═══ TRECHO SELECIONADO

Transtornos Alimentares, como o TCAP, afetam cerca de 10 milhões de pessoas no Brasil. Só nos Estados Unidos, o TCAP é considerado o transtorno alimentar mais comum. A pessoa compulsiva tem a sensação de perder o controle sobre a alimentação, de modo que continua a comer além do ponto de se sentir satisfeita.

Os episódios de TCAP são precedidos por desejos por alimentos específicos. Halpern e seus colegas, em um estudo de 2018 com experimentos em camundongos e humanos, encontraram evidências de que a atividade elétrica de baixa frequência no nucleus accumbens surge pouco antes desses desejos – mas não antes da compulsão alimentar normal.

Os pesquisadores estimularam o nucleus accumbens em camundongos para interromper essa atividade relacionada ao desejo sempre que ocorria, e descobriram que os camundongos comiam significativamente menos alimentos saborosos e de alto teor calórico e que, de outra forma, teriam se empanturrado.

O dispositivo que os pesquisadores utilizaram para gravar sinais e estimular os cérebros dos camundongos está comercialmente disponível e aprovado para o tratamento de epilepsia resistente a medicamentos. É colocado cirurgicamente sob o couro cabeludo, com fios que atravessam o crânio até o nucleus accumbens em cada hemisfério do cérebro.

Esse novo estudo foi um teste preliminar do mesmo dispositivo em seres humanos. A equipe de Halpern colocou em cada um dos dois pacientes, gravemente obesos, os dispositivos de estimulação cerebral e, por seis meses, gravou os sinais dos dispositivos.

Às vezes, estes pacientes eram acompanhados em laboratório, diante de suas comidas favoritas – como lanches, fast-food e doces – mas principalmente eles foram monitorados em casa envolvidos em suas rotinas diárias. Os pesquisadores puderam filmar os episódios de compulsão alimentar no laboratório e, quando eles estavam em casa, relataram os horários dos episódios. Assim como no estudo anterior, os cientistas observaram que um sinal distinto de baixa frequência no nucleus accumbens aparecia segundos antes das primeiras mordidas na alimentação compulsiva.

══════

> [ENUNCIADO]
Diga se cada afirmação está de acordo com o trecho sobre o TCAP e, para cada uma, responda sim ou não, citando as palavras decisivas do trecho.
(a) O dispositivo usado nos camundongos é aprovado para tratar epilepsia resistente a medicamentos.
(b) A atividade elétrica de baixa frequência no nucleus accumbens também surge antes da compulsão alimentar normal.
(c) Os dois pacientes foram monitorados principalmente no laboratório.
As entradas a seguir não são necessárias.

═══ MATERIAL EXTRAÍDO

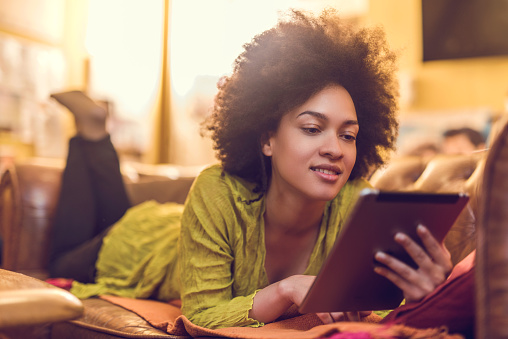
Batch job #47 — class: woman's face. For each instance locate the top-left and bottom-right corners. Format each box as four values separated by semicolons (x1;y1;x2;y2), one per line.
262;85;359;201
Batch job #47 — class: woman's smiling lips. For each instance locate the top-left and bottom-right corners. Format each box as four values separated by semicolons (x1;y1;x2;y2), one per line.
310;165;342;181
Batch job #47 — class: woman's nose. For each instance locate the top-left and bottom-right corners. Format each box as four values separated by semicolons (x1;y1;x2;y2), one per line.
320;136;344;159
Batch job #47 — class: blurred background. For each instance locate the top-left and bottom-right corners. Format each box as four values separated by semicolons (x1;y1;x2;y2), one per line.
0;0;508;169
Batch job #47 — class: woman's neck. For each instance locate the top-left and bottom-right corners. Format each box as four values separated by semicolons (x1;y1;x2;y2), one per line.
265;185;326;235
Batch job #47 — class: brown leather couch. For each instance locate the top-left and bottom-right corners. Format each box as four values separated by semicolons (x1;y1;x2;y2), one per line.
0;116;508;338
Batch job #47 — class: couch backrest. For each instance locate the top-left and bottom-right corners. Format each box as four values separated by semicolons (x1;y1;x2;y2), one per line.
0;159;194;278
475;117;508;339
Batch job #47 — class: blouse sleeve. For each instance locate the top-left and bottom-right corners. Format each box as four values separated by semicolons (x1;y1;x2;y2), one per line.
179;167;263;328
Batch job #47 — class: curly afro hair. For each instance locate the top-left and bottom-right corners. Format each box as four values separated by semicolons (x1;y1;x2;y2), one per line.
203;10;398;190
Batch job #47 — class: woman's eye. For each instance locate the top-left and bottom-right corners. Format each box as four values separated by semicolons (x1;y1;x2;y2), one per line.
342;134;356;142
302;127;320;134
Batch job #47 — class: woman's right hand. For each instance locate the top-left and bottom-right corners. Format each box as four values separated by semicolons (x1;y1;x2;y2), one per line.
279;275;372;324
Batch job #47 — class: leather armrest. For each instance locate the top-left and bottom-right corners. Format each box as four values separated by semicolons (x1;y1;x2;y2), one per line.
0;269;84;329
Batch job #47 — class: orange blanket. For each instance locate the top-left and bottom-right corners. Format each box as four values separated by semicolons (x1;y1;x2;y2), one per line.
101;296;463;339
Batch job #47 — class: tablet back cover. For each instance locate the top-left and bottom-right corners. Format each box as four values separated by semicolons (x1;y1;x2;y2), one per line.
300;189;468;313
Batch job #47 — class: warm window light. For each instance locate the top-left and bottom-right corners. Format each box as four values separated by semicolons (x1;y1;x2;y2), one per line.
85;0;164;120
170;0;368;97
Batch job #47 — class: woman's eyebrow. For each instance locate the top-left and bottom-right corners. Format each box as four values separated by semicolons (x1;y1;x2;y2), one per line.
296;111;328;121
296;111;359;125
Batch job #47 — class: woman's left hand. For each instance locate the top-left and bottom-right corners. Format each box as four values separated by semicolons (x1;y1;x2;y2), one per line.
375;225;453;303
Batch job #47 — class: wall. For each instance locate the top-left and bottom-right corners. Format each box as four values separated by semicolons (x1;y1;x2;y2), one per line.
366;0;508;112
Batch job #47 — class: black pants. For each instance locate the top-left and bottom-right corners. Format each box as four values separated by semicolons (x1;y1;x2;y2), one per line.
49;136;131;283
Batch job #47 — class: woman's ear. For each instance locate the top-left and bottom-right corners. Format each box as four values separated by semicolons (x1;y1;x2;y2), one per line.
260;132;272;157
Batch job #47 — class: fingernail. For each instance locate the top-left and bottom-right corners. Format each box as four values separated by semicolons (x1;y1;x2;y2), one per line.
395;233;406;241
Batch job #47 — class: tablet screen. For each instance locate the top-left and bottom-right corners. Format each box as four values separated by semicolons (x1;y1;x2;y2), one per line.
300;189;469;313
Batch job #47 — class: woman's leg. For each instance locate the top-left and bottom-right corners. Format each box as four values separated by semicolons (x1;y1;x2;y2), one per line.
50;92;131;282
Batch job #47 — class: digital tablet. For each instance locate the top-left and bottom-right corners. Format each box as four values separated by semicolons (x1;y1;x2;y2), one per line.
300;189;469;313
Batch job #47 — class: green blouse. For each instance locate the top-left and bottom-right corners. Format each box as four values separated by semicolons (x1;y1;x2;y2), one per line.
71;165;370;328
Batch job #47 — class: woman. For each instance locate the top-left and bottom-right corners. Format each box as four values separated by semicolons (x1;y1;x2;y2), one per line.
48;11;451;328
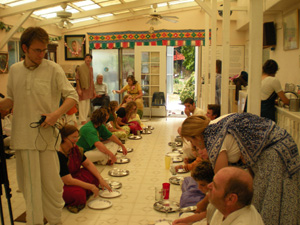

══════

> [RESPOSTA]
(a) Sim: "aprovado para o tratamento de epilepsia resistente a medicamentos".
(b) Não: "mas não antes da compulsão alimentar normal".
(c) Não: "mas principalmente eles foram monitorados em casa envolvidos em suas rotinas diárias".